#### [Work order]
In the listing below, print exactly the lines from the first through the one that contains "Would you mind marking the shadow".

#### [Data]
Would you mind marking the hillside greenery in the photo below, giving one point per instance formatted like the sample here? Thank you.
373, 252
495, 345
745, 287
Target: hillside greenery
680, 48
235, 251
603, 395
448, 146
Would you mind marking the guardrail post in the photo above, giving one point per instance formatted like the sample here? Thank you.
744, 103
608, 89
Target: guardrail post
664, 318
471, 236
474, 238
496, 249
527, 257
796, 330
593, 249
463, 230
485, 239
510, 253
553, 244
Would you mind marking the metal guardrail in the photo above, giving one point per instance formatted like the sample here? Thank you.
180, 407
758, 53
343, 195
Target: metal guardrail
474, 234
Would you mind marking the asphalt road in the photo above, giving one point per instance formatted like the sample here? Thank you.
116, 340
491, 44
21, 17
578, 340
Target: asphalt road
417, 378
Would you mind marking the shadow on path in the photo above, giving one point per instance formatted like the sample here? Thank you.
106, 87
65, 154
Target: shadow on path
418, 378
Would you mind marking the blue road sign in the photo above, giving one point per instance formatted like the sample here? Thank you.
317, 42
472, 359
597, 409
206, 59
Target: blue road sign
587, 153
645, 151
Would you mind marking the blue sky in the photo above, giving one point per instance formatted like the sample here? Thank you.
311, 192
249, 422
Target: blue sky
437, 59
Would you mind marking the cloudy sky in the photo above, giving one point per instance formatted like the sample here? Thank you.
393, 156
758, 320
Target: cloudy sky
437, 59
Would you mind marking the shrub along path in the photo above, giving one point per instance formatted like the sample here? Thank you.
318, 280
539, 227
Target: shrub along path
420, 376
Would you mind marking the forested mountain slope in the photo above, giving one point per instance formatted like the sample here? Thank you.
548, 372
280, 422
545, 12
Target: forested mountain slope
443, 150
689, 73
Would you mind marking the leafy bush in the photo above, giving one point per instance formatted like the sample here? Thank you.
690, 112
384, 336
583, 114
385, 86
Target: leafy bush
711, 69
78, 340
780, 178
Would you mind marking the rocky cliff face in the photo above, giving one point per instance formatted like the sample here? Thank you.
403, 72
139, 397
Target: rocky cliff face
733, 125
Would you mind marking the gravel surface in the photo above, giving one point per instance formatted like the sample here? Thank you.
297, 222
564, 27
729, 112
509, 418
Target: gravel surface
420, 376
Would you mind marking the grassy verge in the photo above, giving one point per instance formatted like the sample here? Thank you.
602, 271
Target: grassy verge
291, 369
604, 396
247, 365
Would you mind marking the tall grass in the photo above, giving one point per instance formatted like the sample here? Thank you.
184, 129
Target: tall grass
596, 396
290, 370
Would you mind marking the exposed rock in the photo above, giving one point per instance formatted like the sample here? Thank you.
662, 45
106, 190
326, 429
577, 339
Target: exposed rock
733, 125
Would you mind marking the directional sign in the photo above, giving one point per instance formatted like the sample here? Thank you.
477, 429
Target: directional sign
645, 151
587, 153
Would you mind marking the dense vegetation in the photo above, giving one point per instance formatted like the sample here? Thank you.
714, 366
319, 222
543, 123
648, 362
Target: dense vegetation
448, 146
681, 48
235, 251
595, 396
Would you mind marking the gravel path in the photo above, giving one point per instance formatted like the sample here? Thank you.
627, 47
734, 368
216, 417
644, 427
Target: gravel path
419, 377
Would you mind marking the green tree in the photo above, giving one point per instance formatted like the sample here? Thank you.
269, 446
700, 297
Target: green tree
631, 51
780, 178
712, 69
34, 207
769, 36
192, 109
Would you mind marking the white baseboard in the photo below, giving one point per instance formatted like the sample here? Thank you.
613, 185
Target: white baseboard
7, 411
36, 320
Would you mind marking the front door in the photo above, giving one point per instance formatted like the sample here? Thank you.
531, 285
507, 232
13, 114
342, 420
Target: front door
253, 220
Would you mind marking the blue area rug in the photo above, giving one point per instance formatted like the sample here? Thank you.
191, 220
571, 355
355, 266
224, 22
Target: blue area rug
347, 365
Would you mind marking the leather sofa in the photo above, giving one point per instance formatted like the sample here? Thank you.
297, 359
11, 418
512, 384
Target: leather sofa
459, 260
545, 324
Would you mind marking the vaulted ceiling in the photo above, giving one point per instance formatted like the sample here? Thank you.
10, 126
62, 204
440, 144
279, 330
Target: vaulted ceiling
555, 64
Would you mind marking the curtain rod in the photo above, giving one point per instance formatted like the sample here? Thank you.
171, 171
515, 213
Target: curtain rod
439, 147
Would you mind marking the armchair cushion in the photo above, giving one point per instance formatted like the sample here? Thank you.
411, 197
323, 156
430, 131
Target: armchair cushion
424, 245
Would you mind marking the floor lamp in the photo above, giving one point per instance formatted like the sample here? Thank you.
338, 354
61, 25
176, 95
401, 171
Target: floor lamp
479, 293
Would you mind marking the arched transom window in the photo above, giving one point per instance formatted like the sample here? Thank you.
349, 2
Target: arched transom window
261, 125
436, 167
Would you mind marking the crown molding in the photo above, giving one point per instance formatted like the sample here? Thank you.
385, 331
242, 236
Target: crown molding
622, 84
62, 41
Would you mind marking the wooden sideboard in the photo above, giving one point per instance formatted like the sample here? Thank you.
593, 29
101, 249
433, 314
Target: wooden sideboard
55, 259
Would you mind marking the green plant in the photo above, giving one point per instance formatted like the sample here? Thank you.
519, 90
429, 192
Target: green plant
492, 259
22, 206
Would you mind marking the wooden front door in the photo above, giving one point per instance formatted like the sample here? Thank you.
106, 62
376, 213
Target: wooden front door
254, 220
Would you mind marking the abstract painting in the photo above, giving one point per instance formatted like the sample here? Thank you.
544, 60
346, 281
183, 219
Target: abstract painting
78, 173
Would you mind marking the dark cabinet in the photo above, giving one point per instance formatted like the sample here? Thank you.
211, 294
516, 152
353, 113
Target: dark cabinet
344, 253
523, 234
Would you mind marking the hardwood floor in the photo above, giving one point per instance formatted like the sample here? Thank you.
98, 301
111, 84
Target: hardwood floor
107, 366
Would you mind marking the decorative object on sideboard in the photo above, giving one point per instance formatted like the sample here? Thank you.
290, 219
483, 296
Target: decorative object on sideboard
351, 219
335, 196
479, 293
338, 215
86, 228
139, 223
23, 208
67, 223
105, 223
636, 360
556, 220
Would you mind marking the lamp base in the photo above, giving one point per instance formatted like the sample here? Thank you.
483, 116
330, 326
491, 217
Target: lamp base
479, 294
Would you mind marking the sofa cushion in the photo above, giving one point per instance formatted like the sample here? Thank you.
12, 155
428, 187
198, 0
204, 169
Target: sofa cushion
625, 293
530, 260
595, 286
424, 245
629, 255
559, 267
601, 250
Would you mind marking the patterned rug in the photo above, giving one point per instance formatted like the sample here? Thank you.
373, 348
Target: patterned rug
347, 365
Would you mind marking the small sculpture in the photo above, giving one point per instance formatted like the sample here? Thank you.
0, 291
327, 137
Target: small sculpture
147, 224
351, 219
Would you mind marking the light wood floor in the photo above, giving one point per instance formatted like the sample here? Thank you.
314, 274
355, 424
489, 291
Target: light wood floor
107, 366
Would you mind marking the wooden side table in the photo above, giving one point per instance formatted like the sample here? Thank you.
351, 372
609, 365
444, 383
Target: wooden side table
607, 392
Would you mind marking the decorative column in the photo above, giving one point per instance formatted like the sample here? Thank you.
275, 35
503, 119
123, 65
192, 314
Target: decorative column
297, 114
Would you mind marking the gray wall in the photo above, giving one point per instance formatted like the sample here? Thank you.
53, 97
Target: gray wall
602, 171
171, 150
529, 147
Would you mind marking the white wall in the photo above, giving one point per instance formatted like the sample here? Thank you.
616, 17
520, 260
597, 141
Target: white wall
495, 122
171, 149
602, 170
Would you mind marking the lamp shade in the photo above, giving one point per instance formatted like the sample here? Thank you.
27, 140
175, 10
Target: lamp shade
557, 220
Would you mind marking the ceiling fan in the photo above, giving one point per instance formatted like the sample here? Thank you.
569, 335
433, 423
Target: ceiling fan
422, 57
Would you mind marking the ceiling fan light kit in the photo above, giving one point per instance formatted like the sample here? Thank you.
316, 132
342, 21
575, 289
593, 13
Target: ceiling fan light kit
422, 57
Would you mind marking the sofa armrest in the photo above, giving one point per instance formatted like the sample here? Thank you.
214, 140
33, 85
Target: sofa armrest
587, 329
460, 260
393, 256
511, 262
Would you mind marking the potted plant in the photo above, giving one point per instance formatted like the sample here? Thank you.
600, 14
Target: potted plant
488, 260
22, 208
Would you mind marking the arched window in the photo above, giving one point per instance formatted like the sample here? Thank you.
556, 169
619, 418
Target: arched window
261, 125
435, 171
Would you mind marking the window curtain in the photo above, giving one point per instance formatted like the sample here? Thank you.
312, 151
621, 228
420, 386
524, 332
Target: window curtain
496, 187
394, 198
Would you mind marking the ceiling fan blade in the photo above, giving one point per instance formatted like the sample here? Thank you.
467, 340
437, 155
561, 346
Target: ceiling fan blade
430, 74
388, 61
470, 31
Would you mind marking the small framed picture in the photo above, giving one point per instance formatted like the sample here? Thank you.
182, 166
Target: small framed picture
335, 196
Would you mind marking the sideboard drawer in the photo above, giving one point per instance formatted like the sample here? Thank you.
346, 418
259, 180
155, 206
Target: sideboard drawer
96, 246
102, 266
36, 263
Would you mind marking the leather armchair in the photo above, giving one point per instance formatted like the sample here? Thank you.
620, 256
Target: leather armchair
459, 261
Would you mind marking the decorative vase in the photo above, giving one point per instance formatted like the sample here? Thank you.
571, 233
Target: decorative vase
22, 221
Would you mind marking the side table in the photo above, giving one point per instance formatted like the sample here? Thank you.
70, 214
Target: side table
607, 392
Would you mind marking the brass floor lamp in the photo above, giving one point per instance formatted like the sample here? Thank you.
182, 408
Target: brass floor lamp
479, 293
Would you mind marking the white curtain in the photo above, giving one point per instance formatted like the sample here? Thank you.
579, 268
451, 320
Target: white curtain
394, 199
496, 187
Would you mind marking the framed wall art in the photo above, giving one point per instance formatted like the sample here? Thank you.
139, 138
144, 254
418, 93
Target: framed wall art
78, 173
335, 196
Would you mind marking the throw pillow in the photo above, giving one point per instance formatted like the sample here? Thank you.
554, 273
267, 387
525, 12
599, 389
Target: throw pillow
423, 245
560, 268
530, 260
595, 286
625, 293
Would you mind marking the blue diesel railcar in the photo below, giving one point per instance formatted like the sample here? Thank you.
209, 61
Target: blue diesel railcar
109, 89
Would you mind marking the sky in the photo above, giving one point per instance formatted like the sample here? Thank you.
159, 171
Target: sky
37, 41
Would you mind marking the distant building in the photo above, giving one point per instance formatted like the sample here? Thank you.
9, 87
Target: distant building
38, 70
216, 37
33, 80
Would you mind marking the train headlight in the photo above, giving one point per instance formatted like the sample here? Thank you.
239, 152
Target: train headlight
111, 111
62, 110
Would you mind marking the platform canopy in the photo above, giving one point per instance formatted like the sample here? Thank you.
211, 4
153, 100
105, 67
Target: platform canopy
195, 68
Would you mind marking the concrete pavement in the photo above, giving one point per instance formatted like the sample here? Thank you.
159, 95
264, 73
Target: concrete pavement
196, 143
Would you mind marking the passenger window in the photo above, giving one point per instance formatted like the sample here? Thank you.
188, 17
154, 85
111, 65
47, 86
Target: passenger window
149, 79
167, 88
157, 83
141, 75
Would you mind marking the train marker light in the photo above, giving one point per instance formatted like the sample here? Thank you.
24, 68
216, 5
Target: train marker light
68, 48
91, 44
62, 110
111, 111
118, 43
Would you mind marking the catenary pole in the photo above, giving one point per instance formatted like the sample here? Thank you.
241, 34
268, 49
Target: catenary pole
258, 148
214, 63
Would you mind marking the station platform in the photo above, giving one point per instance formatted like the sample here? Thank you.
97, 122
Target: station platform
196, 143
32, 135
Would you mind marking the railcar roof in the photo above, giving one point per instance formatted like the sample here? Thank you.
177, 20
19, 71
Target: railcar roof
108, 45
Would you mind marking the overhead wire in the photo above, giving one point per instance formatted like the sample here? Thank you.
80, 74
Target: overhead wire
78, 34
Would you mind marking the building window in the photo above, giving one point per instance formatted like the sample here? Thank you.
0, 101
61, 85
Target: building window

#### [Solved problem]
Would you mind marking the hillside greenery in the photo below, giving one point per instance formatted like the sample here? Thank you.
373, 252
495, 345
745, 287
Target: hillside greenery
680, 48
235, 251
603, 395
448, 146
Would you mind marking the guardrail post in the photo above, giving one point per instance formatted like the sample here? Thank you.
744, 103
608, 89
Target: guardrail post
664, 318
471, 236
474, 238
496, 249
527, 257
796, 330
593, 249
463, 230
485, 239
510, 253
553, 244
Would you mind marking the metal guardrail in the photo above, giving one point per instance formatted like the sample here? Thank you.
180, 407
758, 53
343, 195
Target: metal guardrail
474, 234
Would you mind marking the asphalt road in the photo above, giving one point per instance formatted like the sample here? Thank you.
116, 340
491, 44
21, 17
578, 340
Target: asphalt road
417, 378
Would you mind marking the shadow on path in the photo above, giving one point per instance formatted like the sample here? Thank you.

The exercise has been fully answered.